**PROBLEM DESCRIPTION**
In the text about the Stone Island coral claims, in what year were the Stone Island surveys for Clark's 2016 study conducted?

The IPA, which has been heavily funded by the mining magnate Gina Rinehart, is known for promoting fringe views on human-caused climate change.

Study never claimed no coral present in 2012

In the film, the IPA’s Dr Jennifer Marohasy claims the study, appearing in the journal Scientific Reports, reported that “there are no longer any Acropora at Stone Island” before showing footage taken from her filming expedition.

“This claim is of course irreconcilable with what we saw,” she says in the film, which has been promoted by the Sky News commentator Andrew Bolt and the Liberal MP Craig Kelly.

Clark’s paper does reference a visit to the site in 1994 by Dr David Wachenfeld, now the chief scientist at the Great Barrier Reef Marine Park Authority and a co-author on the study, and states that “no living Acropora colonies” were present at Stone Island at that time. This is the section of text highlighted by the IPA in the film.

But Clark said the surveys of Stone Island for her 2016 study were conducted in 2012 and the information presented in the video had been misinterpreted.

“For example, we never claimed that there were no Acropora corals present in 2012,” she said.

**RECORDS**
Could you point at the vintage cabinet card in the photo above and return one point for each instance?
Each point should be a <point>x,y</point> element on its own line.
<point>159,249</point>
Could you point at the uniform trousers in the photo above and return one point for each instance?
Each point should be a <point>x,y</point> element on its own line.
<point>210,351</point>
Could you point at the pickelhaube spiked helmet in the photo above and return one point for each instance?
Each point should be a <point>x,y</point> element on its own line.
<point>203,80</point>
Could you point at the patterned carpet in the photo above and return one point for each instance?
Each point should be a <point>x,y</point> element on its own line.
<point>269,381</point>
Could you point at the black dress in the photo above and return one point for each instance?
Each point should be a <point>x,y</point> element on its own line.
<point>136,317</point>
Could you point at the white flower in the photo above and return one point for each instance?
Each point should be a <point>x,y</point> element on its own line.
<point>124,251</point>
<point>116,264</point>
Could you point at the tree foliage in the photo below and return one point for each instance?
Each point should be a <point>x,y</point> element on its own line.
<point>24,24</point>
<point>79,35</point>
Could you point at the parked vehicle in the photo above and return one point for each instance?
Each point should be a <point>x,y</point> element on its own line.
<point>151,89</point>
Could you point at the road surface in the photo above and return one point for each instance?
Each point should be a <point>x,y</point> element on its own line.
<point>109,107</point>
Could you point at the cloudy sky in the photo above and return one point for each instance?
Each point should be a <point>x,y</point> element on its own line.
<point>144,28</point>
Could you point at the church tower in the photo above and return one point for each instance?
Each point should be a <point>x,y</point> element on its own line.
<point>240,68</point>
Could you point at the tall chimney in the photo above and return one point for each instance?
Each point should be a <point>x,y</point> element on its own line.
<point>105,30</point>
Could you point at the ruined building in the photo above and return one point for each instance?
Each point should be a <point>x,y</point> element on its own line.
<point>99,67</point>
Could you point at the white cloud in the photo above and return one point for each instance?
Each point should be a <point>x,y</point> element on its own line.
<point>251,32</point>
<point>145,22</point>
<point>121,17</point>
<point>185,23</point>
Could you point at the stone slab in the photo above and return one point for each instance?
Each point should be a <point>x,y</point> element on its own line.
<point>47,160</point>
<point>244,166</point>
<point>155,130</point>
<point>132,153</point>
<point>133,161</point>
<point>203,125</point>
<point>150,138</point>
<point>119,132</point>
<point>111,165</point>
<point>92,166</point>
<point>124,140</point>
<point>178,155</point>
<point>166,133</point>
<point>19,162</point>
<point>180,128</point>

**TASK OUTPUT**
2012